RECORDS FOR PROCESSING:
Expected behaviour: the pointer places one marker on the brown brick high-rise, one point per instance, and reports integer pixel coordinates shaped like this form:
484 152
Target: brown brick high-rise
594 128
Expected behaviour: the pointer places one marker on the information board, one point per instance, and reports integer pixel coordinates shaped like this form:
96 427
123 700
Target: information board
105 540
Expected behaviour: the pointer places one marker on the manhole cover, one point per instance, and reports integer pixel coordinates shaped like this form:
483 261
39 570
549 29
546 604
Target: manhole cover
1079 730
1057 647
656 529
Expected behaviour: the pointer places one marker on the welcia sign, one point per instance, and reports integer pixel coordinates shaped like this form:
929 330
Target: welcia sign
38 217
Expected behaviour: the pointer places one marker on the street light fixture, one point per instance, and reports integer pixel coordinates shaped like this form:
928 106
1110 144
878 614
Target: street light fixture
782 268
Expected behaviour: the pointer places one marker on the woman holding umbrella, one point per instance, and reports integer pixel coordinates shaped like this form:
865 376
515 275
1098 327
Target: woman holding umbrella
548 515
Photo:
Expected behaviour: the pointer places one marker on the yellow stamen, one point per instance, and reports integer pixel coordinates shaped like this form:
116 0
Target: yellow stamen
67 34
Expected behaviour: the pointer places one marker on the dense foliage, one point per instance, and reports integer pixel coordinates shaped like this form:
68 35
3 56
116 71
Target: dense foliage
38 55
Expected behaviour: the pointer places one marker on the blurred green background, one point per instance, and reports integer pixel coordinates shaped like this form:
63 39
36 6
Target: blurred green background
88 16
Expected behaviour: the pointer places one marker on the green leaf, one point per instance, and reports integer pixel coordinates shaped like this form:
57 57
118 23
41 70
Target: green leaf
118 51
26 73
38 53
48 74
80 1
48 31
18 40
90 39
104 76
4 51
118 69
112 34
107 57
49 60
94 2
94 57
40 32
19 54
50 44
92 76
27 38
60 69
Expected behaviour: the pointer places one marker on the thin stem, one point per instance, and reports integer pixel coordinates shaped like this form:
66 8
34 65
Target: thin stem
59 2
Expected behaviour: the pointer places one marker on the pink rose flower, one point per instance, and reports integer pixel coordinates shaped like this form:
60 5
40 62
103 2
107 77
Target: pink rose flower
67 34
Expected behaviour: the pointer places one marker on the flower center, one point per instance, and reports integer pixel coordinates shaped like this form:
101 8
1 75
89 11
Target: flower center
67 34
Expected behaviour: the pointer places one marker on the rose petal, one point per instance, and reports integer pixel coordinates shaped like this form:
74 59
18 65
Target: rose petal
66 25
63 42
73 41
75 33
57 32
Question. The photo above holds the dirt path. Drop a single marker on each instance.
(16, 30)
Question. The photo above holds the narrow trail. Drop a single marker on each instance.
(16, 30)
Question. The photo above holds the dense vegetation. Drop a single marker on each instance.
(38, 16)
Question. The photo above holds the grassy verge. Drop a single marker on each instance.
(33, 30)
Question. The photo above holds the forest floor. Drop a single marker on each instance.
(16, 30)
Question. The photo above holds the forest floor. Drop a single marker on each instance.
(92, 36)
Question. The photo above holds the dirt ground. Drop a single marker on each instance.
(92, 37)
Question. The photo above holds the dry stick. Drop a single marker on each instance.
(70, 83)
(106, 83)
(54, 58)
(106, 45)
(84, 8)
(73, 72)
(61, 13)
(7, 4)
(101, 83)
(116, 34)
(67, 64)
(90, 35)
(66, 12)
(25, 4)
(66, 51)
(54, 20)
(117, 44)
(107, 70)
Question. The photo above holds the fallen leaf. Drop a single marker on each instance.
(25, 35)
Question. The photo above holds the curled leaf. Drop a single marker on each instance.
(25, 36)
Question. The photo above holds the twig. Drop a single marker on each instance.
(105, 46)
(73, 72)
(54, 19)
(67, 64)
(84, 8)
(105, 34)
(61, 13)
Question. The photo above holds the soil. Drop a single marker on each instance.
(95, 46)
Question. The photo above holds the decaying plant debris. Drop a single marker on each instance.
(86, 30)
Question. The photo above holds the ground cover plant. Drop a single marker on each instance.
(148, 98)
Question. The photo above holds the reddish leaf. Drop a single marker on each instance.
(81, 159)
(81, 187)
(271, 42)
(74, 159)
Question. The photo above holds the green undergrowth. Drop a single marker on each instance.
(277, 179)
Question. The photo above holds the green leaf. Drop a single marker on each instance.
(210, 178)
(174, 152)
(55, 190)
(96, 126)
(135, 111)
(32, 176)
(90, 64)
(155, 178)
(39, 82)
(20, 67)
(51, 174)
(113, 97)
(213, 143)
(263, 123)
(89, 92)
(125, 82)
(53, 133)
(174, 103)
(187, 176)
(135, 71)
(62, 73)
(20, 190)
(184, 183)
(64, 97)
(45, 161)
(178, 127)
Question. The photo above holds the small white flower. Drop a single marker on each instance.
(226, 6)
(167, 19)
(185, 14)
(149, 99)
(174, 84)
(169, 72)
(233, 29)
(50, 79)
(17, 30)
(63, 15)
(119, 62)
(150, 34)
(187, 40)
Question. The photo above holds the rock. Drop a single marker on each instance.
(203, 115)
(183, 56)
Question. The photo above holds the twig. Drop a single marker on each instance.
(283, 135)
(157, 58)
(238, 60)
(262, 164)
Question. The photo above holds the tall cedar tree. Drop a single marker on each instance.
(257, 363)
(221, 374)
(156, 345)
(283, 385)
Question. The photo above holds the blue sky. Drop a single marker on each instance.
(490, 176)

WHAT TO PRODUCE:
Retype each record in full, please.

RESULT OF THIS EXERCISE:
Expected behaviour: the pointer places one marker on the brown brick high-rise, one point per instance, and reports integer pixel coordinates shaped like this form:
484 152
Target: brown brick high-rise
594 128
Expected behaviour: the pointer places one marker on the information board, one point per instance, and reports integer pixel coordinates shaped like this form:
96 427
123 700
Target: information board
105 540
Expected behaviour: the pointer places one marker on the manhole cover, one point per instance, and reports integer pixel coordinates shaped like this form:
483 261
39 570
549 29
546 604
Target: manhole cover
1079 730
1057 647
656 529
Expected behaviour: the pointer places one marker on the welcia sign, one point per instance, and reports integer pixel coordinates shaped like this form:
929 330
Target: welcia sign
38 217
Expected behaviour: the pointer places one marker on the street light fixture, one point per instance, and reports integer pixel coordinates shaped like this form:
928 106
1110 144
878 614
Target: street light fixture
782 268
Expected behaviour: the pointer places one marker on the woman holding umbrella, one point per instance, and reports integer pixel coordinates shaped like this form:
865 376
515 275
1098 327
Target: woman holding umbrella
548 515
Photo:
Expected behaviour: the pointer places one marker on the yellow stamen, one point per instance, and reports integer pixel coordinates shaped like this form:
116 0
Target: yellow stamen
67 34
Expected behaviour: the pointer places one marker on the dense foliage, one point per instance, and reports integer pixel coordinates shaped like this form:
68 35
3 56
116 71
Target: dense foliage
38 55
Expected behaviour: the pointer places one marker on the blurred green background, one point per instance, and reports integer pixel coordinates shaped like this form:
63 39
36 6
Target: blurred green background
88 16
Expected behaviour: the pointer places one marker on the green leaf, one point per instance, and reports integer pixel coordinates shaped like this form:
57 57
118 23
41 70
Target: green leaf
118 51
26 73
38 53
48 74
80 1
48 31
18 40
90 39
104 76
4 51
118 69
112 34
107 57
49 60
94 2
94 57
40 32
19 54
50 44
92 76
27 38
60 69
Expected behaviour: the pointer places one marker on the thin stem, one point per instance, and reports integer pixel coordinates shaped like this form:
66 8
34 65
Target: thin stem
59 2
Expected behaviour: the pointer places one marker on the pink rose flower, one point per instance, and reports integer pixel coordinates shaped like this form:
60 5
40 62
103 2
107 77
Target: pink rose flower
67 34
Expected behaviour: the pointer places one marker on the flower center, one point per instance, and reports integer pixel coordinates shaped like this form:
101 8
1 75
89 11
Target: flower center
67 34
Expected behaviour: the pointer places one marker on the rose petal, one point per instance, and reports integer pixel coordinates shaped like this form:
74 59
18 65
Target: rose petal
66 25
63 42
73 41
75 33
57 32
Question. The photo above holds the dirt path. Drop a single marker on each instance.
(16, 30)
Question. The photo above holds the narrow trail. Drop a single marker on each instance.
(16, 30)
Question. The photo above holds the dense vegetation. Drop a single marker on each instance.
(38, 16)
Question. The photo above holds the grassy verge. Drop a single marker on each instance.
(33, 30)
Question. The photo above holds the forest floor. Drop a single marker on each instance.
(16, 30)
Question. The photo above holds the forest floor. Drop a single marker on each instance.
(92, 36)
Question. The photo above holds the dirt ground. Drop a single marker on each instance.
(92, 37)
Question. The photo above holds the dry stick. Drop a single marker on each instance.
(70, 83)
(106, 83)
(54, 58)
(106, 45)
(84, 8)
(73, 72)
(61, 13)
(7, 4)
(101, 83)
(116, 34)
(67, 64)
(90, 35)
(66, 12)
(25, 4)
(66, 51)
(54, 20)
(117, 44)
(107, 70)
Question. The photo above holds the fallen leaf. Drop a single marker on each instance.
(25, 35)
Question. The photo above holds the curled leaf. Drop a single marker on each instance.
(25, 36)
Question. The photo above holds the twig. Drop a single marker on each instance.
(105, 46)
(73, 72)
(54, 19)
(67, 64)
(84, 8)
(105, 34)
(61, 13)
Question. The photo above holds the soil. Drop a single marker on each instance.
(95, 46)
Question. The photo above holds the decaying plant debris. Drop a single marker on each instance.
(86, 30)
Question. The photo above holds the ground cover plant. Drop a single marker on each instance.
(148, 98)
Question. The photo above holds the reddish leaf. Drop a single marker on each instance.
(81, 159)
(81, 187)
(271, 42)
(74, 159)
Question. The photo above holds the green undergrowth. Drop a single marker on each instance.
(277, 179)
Question. The photo above holds the green leaf. Drop a single marker on each instance.
(210, 178)
(174, 152)
(55, 190)
(96, 126)
(135, 111)
(32, 176)
(90, 64)
(155, 178)
(39, 82)
(20, 67)
(51, 174)
(113, 97)
(213, 143)
(263, 123)
(89, 92)
(125, 82)
(53, 133)
(174, 103)
(187, 176)
(135, 71)
(62, 73)
(20, 190)
(184, 183)
(64, 97)
(45, 161)
(178, 127)
Question. The photo above holds the small white flower. Drop a single marker on each instance.
(226, 6)
(167, 19)
(185, 14)
(149, 99)
(174, 84)
(169, 72)
(233, 29)
(50, 79)
(17, 30)
(63, 15)
(119, 62)
(150, 34)
(187, 40)
Question. The photo above holds the rock. Drop a single marker on each instance.
(203, 115)
(183, 56)
Question. The photo above holds the twig. Drop a single marker on each instance.
(283, 135)
(157, 58)
(238, 60)
(262, 164)
Question. The photo above holds the tall cedar tree. Drop a single marker on each instance.
(257, 363)
(221, 374)
(156, 345)
(283, 385)
Question. The photo above holds the blue sky. Drop a single marker on each instance.
(490, 176)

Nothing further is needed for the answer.